▶ _Short problem_
From the line with "the black blouse" to the final line of the records, reproduce every line exactly and only those lines.

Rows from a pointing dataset

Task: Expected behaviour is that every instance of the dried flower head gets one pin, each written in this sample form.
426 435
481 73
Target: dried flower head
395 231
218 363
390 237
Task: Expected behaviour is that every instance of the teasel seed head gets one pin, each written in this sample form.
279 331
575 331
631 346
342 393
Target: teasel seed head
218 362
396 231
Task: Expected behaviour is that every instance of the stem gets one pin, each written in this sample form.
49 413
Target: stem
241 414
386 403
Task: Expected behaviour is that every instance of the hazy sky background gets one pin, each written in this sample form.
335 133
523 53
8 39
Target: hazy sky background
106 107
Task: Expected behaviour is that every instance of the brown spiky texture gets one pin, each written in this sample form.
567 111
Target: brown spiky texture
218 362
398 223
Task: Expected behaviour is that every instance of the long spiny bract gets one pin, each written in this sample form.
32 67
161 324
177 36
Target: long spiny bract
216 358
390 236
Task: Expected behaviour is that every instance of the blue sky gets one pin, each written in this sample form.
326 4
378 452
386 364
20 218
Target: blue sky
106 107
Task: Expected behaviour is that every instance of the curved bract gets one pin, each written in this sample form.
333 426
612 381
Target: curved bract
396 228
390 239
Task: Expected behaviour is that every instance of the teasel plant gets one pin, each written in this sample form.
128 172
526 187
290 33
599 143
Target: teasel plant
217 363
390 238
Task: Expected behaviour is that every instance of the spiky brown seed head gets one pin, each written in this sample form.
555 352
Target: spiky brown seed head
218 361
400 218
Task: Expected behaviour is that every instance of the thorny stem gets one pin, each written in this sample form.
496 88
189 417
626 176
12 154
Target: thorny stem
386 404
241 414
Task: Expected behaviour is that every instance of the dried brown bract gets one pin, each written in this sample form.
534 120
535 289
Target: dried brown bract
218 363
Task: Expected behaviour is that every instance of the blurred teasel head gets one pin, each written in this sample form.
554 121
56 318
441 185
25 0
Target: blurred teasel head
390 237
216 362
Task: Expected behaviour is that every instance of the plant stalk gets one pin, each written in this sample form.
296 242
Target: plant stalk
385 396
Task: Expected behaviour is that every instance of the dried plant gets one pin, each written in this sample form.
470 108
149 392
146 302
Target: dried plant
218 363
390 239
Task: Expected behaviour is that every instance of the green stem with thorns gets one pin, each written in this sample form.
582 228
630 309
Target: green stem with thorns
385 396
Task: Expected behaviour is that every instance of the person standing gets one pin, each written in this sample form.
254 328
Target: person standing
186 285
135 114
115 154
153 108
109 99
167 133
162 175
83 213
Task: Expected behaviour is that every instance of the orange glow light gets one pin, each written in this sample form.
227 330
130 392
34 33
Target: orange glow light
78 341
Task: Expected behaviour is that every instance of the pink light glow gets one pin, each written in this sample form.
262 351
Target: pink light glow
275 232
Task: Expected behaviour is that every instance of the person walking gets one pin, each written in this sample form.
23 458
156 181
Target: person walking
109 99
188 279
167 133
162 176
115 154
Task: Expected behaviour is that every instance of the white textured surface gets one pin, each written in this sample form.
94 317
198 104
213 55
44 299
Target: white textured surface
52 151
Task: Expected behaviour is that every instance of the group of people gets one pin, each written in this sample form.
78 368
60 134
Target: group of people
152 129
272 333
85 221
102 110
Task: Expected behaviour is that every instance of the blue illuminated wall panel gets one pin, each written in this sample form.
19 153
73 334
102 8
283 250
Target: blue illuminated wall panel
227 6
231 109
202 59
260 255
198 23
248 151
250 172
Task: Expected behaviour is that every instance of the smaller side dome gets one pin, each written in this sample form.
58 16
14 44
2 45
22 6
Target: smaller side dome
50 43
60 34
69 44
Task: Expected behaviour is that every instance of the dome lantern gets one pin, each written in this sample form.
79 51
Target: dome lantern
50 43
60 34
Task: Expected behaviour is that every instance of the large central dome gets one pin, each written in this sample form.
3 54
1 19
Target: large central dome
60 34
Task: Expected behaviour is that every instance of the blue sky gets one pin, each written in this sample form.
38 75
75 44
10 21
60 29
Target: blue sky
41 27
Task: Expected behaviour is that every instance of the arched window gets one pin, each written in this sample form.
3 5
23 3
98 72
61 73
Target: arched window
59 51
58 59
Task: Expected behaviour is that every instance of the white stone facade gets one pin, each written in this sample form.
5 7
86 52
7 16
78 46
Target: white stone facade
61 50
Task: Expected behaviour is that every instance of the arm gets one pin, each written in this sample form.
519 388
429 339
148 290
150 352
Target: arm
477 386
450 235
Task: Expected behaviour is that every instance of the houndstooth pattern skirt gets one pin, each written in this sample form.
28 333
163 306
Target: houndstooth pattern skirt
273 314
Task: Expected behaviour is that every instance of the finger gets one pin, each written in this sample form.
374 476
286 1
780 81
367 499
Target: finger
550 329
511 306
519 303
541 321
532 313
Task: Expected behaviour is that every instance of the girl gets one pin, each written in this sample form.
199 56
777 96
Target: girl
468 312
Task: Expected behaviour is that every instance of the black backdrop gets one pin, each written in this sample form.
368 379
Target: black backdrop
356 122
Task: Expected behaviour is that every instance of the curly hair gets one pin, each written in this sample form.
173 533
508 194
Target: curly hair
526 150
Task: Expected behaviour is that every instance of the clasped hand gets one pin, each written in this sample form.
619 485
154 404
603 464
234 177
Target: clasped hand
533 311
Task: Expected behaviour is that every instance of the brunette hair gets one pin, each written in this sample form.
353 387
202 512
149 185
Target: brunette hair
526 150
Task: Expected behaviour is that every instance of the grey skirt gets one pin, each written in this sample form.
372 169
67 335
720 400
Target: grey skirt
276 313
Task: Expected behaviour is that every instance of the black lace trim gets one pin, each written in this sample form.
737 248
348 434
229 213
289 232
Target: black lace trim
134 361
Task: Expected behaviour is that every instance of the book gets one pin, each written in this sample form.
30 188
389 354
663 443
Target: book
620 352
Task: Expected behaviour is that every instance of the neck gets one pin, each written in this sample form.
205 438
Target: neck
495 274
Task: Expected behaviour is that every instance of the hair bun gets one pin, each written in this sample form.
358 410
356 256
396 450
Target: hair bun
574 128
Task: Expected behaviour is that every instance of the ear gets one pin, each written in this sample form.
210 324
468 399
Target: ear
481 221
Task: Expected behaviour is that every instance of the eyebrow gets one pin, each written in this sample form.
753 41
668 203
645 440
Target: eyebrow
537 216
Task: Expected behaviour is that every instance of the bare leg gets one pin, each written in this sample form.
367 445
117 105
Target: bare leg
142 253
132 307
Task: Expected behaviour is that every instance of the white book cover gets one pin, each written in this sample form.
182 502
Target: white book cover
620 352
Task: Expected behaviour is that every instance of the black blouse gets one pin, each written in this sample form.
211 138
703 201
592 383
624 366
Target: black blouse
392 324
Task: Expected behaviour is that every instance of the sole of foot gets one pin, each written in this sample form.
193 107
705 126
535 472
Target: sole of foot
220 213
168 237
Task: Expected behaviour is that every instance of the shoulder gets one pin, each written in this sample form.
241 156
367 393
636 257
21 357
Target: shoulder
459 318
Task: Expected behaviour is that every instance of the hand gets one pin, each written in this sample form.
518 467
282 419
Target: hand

▶ _Output for this task_
Task: Expected behaviour is that every instance of the black blouse gets one pin, each written in this sample form.
211 138
703 201
592 383
624 366
Target: black blouse
392 324
Task: Expected behaviour is that every instance of the sole of foot gets one pin, each written in this sample form.
193 107
705 126
535 472
Target: sole of foot
220 213
168 237
Task: Expected behaviour is that every instance of the shoulder gets one pin, each written in this sample form.
241 156
367 393
636 257
21 357
Target: shoulder
459 318
Task: Expected behaviour is that every instance of the hand gets one pin, each written in this sample form.
518 467
282 419
Target: hand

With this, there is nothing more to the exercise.